Required action –
Your task is to work out how many lines in the data include the word "target". Reply with the number alone.

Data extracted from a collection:
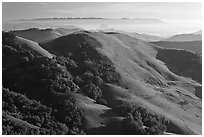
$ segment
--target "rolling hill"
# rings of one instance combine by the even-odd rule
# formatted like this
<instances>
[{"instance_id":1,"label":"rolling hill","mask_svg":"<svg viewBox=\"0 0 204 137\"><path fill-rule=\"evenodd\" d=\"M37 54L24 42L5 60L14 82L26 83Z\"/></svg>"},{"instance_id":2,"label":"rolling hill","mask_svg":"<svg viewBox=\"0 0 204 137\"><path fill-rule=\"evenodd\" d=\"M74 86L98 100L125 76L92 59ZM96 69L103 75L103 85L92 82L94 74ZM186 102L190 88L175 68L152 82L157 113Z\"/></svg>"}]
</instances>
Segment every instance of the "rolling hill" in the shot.
<instances>
[{"instance_id":1,"label":"rolling hill","mask_svg":"<svg viewBox=\"0 0 204 137\"><path fill-rule=\"evenodd\" d=\"M105 32L107 34L111 34L111 33L123 33L123 34L126 34L128 36L135 37L135 38L137 38L139 40L143 40L143 41L147 41L147 42L156 42L156 41L161 41L161 40L164 39L162 37L155 36L155 35L140 34L140 33L130 33L130 32L118 31L118 30L114 30L114 29L103 30L103 32Z\"/></svg>"},{"instance_id":2,"label":"rolling hill","mask_svg":"<svg viewBox=\"0 0 204 137\"><path fill-rule=\"evenodd\" d=\"M31 28L28 30L15 30L12 31L12 33L15 34L16 36L26 38L28 40L43 43L79 30L81 29L70 26L69 28L58 29Z\"/></svg>"},{"instance_id":3,"label":"rolling hill","mask_svg":"<svg viewBox=\"0 0 204 137\"><path fill-rule=\"evenodd\" d=\"M141 35L144 37L144 41L147 41L147 42L161 41L164 39L163 37L150 35L150 34L141 34Z\"/></svg>"},{"instance_id":4,"label":"rolling hill","mask_svg":"<svg viewBox=\"0 0 204 137\"><path fill-rule=\"evenodd\" d=\"M3 53L9 49L4 45ZM54 57L36 56L26 67L3 65L3 87L51 107L48 120L65 124L67 134L202 134L197 54L119 32L77 31L39 45ZM10 54L4 54L3 64ZM39 127L49 131L43 123Z\"/></svg>"},{"instance_id":5,"label":"rolling hill","mask_svg":"<svg viewBox=\"0 0 204 137\"><path fill-rule=\"evenodd\" d=\"M170 38L165 39L164 41L174 41L174 42L181 42L181 41L202 41L202 31L190 33L190 34L178 34L174 35Z\"/></svg>"},{"instance_id":6,"label":"rolling hill","mask_svg":"<svg viewBox=\"0 0 204 137\"><path fill-rule=\"evenodd\" d=\"M107 56L122 77L118 88L123 92L116 92L111 99L112 101L115 103L131 102L149 109L153 108L151 111L167 117L174 125L178 126L181 129L181 134L201 133L201 130L199 130L200 120L195 116L195 113L192 113L201 112L199 107L194 104L195 102L201 103L200 98L195 95L195 88L201 85L199 83L195 84L189 78L180 77L171 72L171 69L169 70L161 60L157 59L158 54L163 50L127 35L101 32L79 32L67 35L45 43L42 47L58 56L66 56L67 52L71 52L74 57L77 56L77 48L83 48L83 43L95 47L97 54ZM78 45L75 47L76 49L73 49L74 45ZM181 52L179 55L185 56L184 53ZM94 59L95 53L87 53L87 56ZM200 58L195 58L197 64L201 67L201 64L199 64ZM163 61L165 62L165 60ZM188 85L189 88L185 88L184 85ZM112 92L115 92L115 86L110 85L110 87L108 92L112 94ZM106 99L106 96L104 98ZM187 105L191 104L194 107L188 108L184 105L184 110L184 106L180 105L184 100L188 102ZM174 111L175 109L176 111ZM183 120L185 122L182 122Z\"/></svg>"},{"instance_id":7,"label":"rolling hill","mask_svg":"<svg viewBox=\"0 0 204 137\"><path fill-rule=\"evenodd\" d=\"M183 49L202 55L202 41L157 41L151 43L163 48Z\"/></svg>"},{"instance_id":8,"label":"rolling hill","mask_svg":"<svg viewBox=\"0 0 204 137\"><path fill-rule=\"evenodd\" d=\"M200 35L202 35L202 30L199 30L199 31L193 32L192 34L200 34Z\"/></svg>"}]
</instances>

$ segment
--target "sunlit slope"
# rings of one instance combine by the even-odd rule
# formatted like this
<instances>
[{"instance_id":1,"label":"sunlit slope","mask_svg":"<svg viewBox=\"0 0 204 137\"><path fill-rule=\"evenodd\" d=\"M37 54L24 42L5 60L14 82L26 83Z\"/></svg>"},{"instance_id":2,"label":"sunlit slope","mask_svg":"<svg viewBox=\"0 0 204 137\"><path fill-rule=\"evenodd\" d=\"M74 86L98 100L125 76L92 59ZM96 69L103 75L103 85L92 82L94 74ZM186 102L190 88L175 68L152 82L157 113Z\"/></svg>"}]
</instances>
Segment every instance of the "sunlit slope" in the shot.
<instances>
[{"instance_id":1,"label":"sunlit slope","mask_svg":"<svg viewBox=\"0 0 204 137\"><path fill-rule=\"evenodd\" d=\"M104 85L103 96L110 108L114 109L118 102L139 104L168 118L171 121L167 129L169 132L201 134L202 109L198 96L201 84L171 72L164 62L157 59L158 52L162 50L124 34L102 32L78 32L41 46L58 56L69 52L77 56L77 47L82 40L87 46L97 49L97 54L107 56L121 75L117 86ZM97 56L87 55L90 58ZM80 106L86 110L88 105ZM92 110L99 112L96 108L89 109ZM95 120L100 117L96 114Z\"/></svg>"},{"instance_id":2,"label":"sunlit slope","mask_svg":"<svg viewBox=\"0 0 204 137\"><path fill-rule=\"evenodd\" d=\"M91 135L119 135L121 122L119 117L110 107L95 103L93 99L80 94L74 94L79 108L85 113L84 130Z\"/></svg>"},{"instance_id":3,"label":"sunlit slope","mask_svg":"<svg viewBox=\"0 0 204 137\"><path fill-rule=\"evenodd\" d=\"M42 47L39 46L38 43L25 39L25 38L21 38L21 37L17 37L17 40L22 43L26 48L29 48L33 51L35 51L36 53L38 53L39 55L48 57L48 58L52 58L53 55L50 54L48 51L46 51L45 49L43 49Z\"/></svg>"}]
</instances>

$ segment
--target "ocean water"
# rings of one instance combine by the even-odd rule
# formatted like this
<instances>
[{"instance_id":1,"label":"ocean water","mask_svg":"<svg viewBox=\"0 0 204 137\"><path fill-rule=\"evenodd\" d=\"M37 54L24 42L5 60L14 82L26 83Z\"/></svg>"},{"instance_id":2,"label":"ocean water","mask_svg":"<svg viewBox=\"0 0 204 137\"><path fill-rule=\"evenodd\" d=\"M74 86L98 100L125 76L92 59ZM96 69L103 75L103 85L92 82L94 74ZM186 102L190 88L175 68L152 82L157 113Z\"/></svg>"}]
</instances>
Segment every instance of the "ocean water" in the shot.
<instances>
[{"instance_id":1,"label":"ocean water","mask_svg":"<svg viewBox=\"0 0 204 137\"><path fill-rule=\"evenodd\" d=\"M144 20L126 19L58 19L58 20L26 20L26 21L3 21L2 30L24 30L28 28L70 28L76 26L86 30L115 29L127 32L145 33L157 36L171 36L179 33L192 33L201 29L191 23L164 23Z\"/></svg>"}]
</instances>

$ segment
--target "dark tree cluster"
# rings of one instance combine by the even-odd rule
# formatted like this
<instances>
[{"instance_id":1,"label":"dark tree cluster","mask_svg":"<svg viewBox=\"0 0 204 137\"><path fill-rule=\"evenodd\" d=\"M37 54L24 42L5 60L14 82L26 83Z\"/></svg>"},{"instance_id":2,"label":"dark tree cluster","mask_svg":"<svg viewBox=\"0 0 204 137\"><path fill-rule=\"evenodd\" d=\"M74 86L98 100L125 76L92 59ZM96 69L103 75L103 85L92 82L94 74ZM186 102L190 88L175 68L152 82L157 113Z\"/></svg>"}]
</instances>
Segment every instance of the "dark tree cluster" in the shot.
<instances>
[{"instance_id":1,"label":"dark tree cluster","mask_svg":"<svg viewBox=\"0 0 204 137\"><path fill-rule=\"evenodd\" d=\"M26 104L19 104L18 101L12 101L12 97L8 97L8 100L4 102L12 108L4 107L3 112L16 113L12 117L18 119L20 117L21 120L39 127L40 134L83 134L81 129L83 111L76 107L75 99L72 97L72 92L77 92L79 87L73 82L69 71L58 64L56 59L42 57L26 49L24 45L16 41L15 36L11 33L3 32L2 50L3 87L8 88L12 93L25 96L22 98ZM34 107L32 103L28 103L29 100L36 100L40 103L31 101L38 105ZM45 112L41 114L39 109ZM41 115L44 120L41 119ZM15 122L5 121L10 126L15 125ZM14 126L14 128L17 127ZM12 134L15 131L10 128L4 133ZM31 133L22 127L18 134Z\"/></svg>"},{"instance_id":2,"label":"dark tree cluster","mask_svg":"<svg viewBox=\"0 0 204 137\"><path fill-rule=\"evenodd\" d=\"M121 116L124 116L122 134L158 135L166 131L168 120L157 114L149 112L146 108L123 103L115 108Z\"/></svg>"},{"instance_id":3,"label":"dark tree cluster","mask_svg":"<svg viewBox=\"0 0 204 137\"><path fill-rule=\"evenodd\" d=\"M47 48L43 44L42 47ZM106 83L118 83L120 74L115 70L113 62L99 53L101 47L99 42L87 34L71 34L55 40L52 49L47 50L60 53L61 57L57 57L57 60L66 64L67 69L75 69L72 71L75 75L80 76L90 71Z\"/></svg>"},{"instance_id":4,"label":"dark tree cluster","mask_svg":"<svg viewBox=\"0 0 204 137\"><path fill-rule=\"evenodd\" d=\"M102 99L101 86L104 82L113 82L113 78L119 79L119 74L115 77L111 72L109 74L107 74L108 72L103 73L103 71L93 65L93 62L90 60L77 63L69 57L63 56L57 57L56 60L57 63L71 72L73 82L79 86L81 92L96 100L99 104L106 104L106 101ZM99 71L101 71L101 73L99 73ZM113 73L115 73L115 71Z\"/></svg>"},{"instance_id":5,"label":"dark tree cluster","mask_svg":"<svg viewBox=\"0 0 204 137\"><path fill-rule=\"evenodd\" d=\"M3 134L71 134L51 107L8 89L2 92Z\"/></svg>"},{"instance_id":6,"label":"dark tree cluster","mask_svg":"<svg viewBox=\"0 0 204 137\"><path fill-rule=\"evenodd\" d=\"M100 43L85 34L59 39L66 45L54 45L55 51L63 53L63 56L56 57L57 62L71 72L81 92L99 104L107 104L102 98L101 86L103 83L117 84L121 77L112 61L97 51Z\"/></svg>"}]
</instances>

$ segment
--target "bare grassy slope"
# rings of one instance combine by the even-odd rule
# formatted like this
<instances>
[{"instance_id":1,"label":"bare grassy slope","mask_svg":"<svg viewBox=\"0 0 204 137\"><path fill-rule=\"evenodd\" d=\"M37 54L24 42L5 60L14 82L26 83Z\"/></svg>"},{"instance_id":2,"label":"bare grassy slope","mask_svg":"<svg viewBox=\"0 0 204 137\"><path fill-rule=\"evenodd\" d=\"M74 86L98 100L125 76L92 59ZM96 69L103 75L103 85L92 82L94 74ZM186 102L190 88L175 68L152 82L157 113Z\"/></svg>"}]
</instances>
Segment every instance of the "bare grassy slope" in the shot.
<instances>
[{"instance_id":1,"label":"bare grassy slope","mask_svg":"<svg viewBox=\"0 0 204 137\"><path fill-rule=\"evenodd\" d=\"M91 135L119 135L122 117L110 107L96 104L93 99L74 94L78 107L85 113L84 131ZM110 130L111 129L111 130Z\"/></svg>"},{"instance_id":2,"label":"bare grassy slope","mask_svg":"<svg viewBox=\"0 0 204 137\"><path fill-rule=\"evenodd\" d=\"M48 57L48 58L52 58L53 55L50 54L48 51L46 51L45 49L43 49L42 47L39 46L38 43L25 39L25 38L21 38L21 37L17 37L17 40L22 43L26 48L29 48L33 51L35 51L36 53Z\"/></svg>"},{"instance_id":3,"label":"bare grassy slope","mask_svg":"<svg viewBox=\"0 0 204 137\"><path fill-rule=\"evenodd\" d=\"M102 32L78 32L42 47L53 54L65 55L82 37L85 42L87 40L88 46L97 49L98 54L107 56L121 75L117 86L104 85L103 97L109 108L114 109L118 102L139 104L168 118L171 121L167 129L169 132L201 134L201 99L196 94L201 84L171 72L164 62L156 58L158 52L162 52L159 48L127 35ZM88 55L95 57L94 54ZM79 106L90 116L89 130L98 129L97 123L102 119L99 114L109 109L92 101L89 104L79 102Z\"/></svg>"}]
</instances>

Reply to the exercise –
5